- [What is expected] Write out the listing again, substituting "among spectators" for each occurrence of "in crowd" and leaving everything else unchanged.

------ Material for this exercise

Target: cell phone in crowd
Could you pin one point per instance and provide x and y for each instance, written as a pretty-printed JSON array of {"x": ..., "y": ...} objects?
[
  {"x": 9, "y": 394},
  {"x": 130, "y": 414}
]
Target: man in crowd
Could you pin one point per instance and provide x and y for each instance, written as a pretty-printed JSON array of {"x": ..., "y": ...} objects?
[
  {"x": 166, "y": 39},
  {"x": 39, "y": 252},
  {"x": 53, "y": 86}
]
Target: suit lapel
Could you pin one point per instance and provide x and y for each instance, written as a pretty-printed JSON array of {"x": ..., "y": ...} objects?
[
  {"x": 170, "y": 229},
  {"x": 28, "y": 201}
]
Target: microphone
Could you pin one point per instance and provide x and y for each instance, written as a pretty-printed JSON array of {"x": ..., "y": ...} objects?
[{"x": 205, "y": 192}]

------------

- [Exercise result]
Target: cell phone among spectators
Could you pin one point per instance and provide x and y for each instance, written as a pretty-printed JSON array of {"x": ..., "y": ...} objects?
[
  {"x": 9, "y": 394},
  {"x": 130, "y": 414}
]
Target: man among spectators
Could you pin one point per instance and provide x and y for each instance, written as a pretty-printed JSON array of {"x": ..., "y": ...} objects?
[
  {"x": 166, "y": 39},
  {"x": 39, "y": 252},
  {"x": 53, "y": 86}
]
Target: suit lapel
Could you pin one point per instance and provide x and y for each instance, written as a pretty-printed JSON array of {"x": ..., "y": ...} objects?
[
  {"x": 170, "y": 229},
  {"x": 28, "y": 201}
]
Target: microphone
Could you pin one point per instance and provide x and y for each instance, written as a pretty-printed JSON array of {"x": ..., "y": ...} objects?
[{"x": 205, "y": 192}]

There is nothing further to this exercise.